In the data below, find the line containing "Every instance gets one point. Tag the horse's", then set down that line and every later line up to and including the line containing "Target: saddle blanket", exactly.

▶ **RAW DATA**:
* * * * * * * * *
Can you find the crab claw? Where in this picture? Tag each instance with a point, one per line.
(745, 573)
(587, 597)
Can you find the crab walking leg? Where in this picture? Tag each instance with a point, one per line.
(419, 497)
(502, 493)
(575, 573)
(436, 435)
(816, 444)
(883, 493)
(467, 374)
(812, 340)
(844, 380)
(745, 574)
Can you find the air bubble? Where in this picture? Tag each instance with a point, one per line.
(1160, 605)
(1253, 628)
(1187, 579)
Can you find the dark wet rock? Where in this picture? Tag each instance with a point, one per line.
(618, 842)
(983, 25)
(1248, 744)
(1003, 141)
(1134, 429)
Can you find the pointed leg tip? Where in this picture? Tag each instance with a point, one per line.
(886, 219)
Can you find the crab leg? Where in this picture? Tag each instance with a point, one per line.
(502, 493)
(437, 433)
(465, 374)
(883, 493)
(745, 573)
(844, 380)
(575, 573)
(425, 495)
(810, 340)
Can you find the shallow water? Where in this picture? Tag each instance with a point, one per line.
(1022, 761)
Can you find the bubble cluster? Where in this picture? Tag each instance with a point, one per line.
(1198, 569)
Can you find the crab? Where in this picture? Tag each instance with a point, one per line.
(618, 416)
* * * * * * * * *
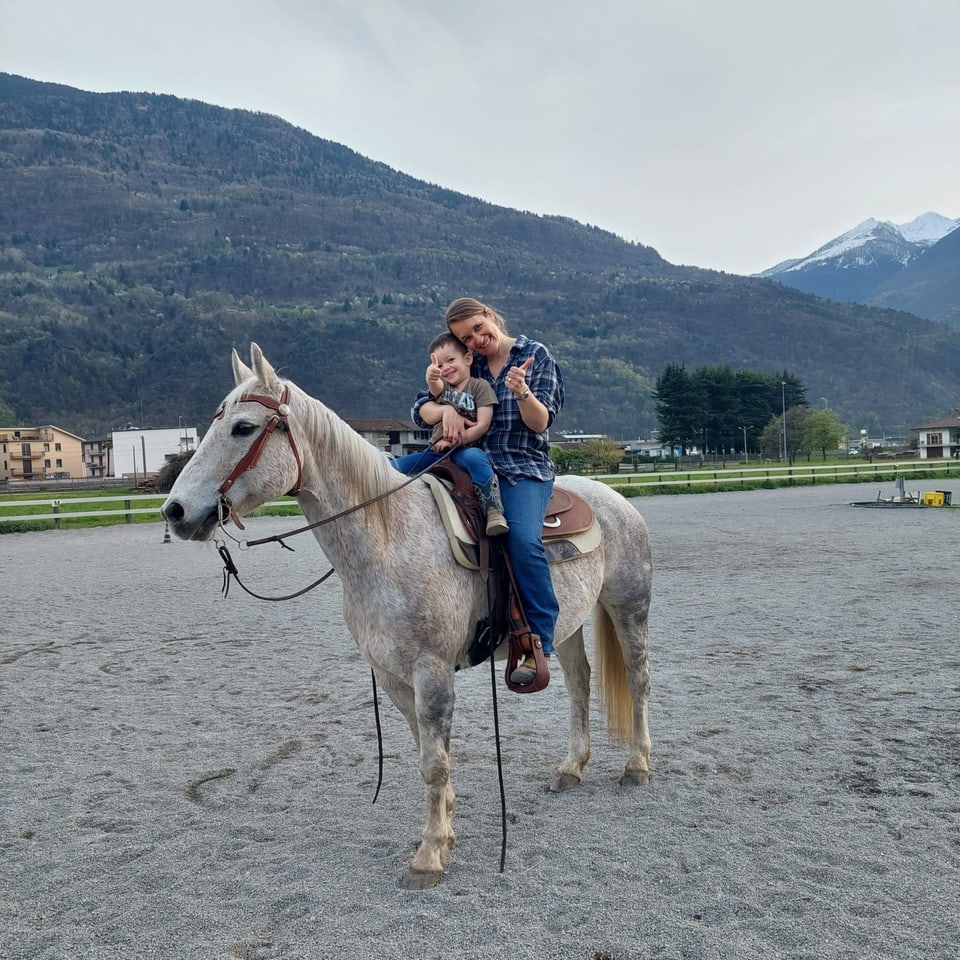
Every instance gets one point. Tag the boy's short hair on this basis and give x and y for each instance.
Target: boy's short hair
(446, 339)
* * * * * * * * *
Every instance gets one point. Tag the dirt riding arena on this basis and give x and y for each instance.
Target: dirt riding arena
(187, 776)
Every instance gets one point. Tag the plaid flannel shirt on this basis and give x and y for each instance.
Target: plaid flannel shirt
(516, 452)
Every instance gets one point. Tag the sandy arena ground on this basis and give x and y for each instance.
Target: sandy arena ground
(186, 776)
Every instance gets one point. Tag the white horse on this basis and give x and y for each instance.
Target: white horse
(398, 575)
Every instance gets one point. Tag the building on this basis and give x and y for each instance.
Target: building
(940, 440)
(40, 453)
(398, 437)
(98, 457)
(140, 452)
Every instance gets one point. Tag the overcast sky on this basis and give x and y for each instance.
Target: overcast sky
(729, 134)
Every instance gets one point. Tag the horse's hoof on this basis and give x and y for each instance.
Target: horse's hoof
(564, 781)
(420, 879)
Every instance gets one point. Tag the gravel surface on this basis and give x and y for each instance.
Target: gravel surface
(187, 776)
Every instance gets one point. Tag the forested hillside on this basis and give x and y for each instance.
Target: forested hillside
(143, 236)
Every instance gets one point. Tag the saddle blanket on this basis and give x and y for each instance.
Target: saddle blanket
* * * * * * * * *
▶ **EXERCISE RESPONSE**:
Every instance gets one point. Tag the horse's hoof on this basis and give x and y for each instance.
Target: horse's hoof
(564, 781)
(420, 879)
Every instance gets one point. Tag the gravel surface on this basis and give x and y for each instance.
Target: gravel surface
(187, 776)
Every instance gets one point. Tag the forested hillside on this basis and give x and y for each instance.
Target: forested hillside
(143, 236)
Every instance gets one point. Tag the saddle blanket on this basis and give x and y for each instance.
Target: saddle blanket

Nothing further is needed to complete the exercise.